- [The task]:
I would like the records restated word for word, without the pictures.

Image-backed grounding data
□ □ □ □ □ □ □
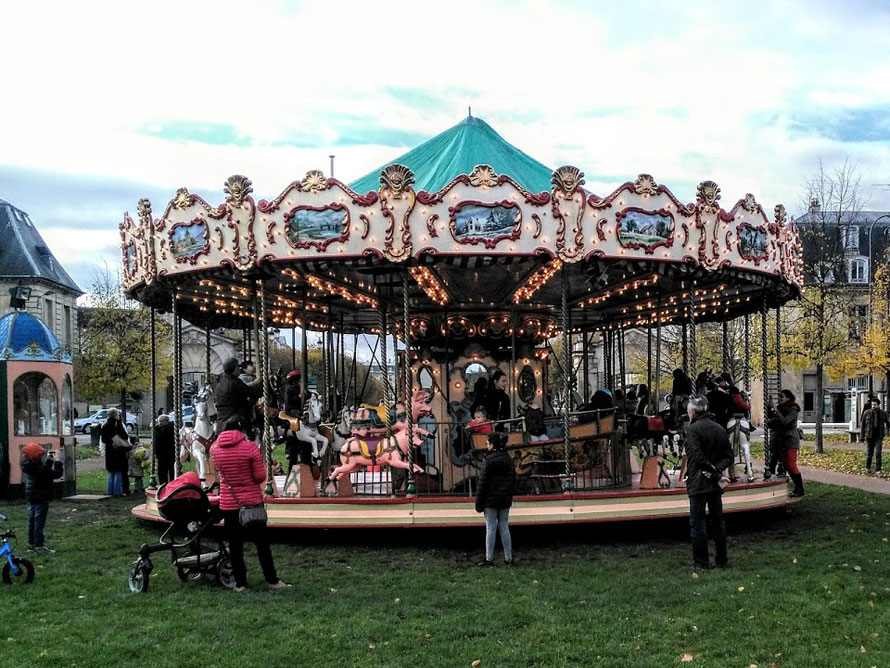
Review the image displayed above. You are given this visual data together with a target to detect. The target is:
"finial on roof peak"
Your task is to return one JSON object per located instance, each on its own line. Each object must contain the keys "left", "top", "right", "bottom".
{"left": 468, "top": 106, "right": 472, "bottom": 118}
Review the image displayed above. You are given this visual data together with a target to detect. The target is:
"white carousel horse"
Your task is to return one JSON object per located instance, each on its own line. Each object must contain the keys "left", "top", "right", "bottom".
{"left": 278, "top": 391, "right": 329, "bottom": 462}
{"left": 727, "top": 413, "right": 754, "bottom": 482}
{"left": 179, "top": 385, "right": 216, "bottom": 484}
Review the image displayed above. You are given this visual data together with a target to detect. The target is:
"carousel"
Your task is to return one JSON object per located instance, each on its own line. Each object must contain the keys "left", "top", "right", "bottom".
{"left": 124, "top": 116, "right": 802, "bottom": 528}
□ □ □ □ □ □ □
- [Finished task]:
Review the image displayed above. You are given this visual data together with a target to detect. The target is:
"finial on roof peak"
Your task is to return one JSON object per located instance, each on its own line. Each object must contain the keys "left", "top", "right", "bottom".
{"left": 468, "top": 106, "right": 472, "bottom": 118}
Review the image displayed above. You are given this visual data together with a target to detect. The target is:
"white carousel horse"
Your task is to return one JSON object per located instance, each on its own line. Each object must contain the keys "left", "top", "right", "bottom".
{"left": 278, "top": 391, "right": 329, "bottom": 462}
{"left": 727, "top": 413, "right": 754, "bottom": 482}
{"left": 179, "top": 385, "right": 216, "bottom": 484}
Review the image displayed above. You are given this visual data together with a target to detect. The target is:
"carousel"
Your task is to return one JSON object per located instance, each on its own line. Each object must contain the keys "left", "top", "right", "bottom".
{"left": 124, "top": 116, "right": 802, "bottom": 528}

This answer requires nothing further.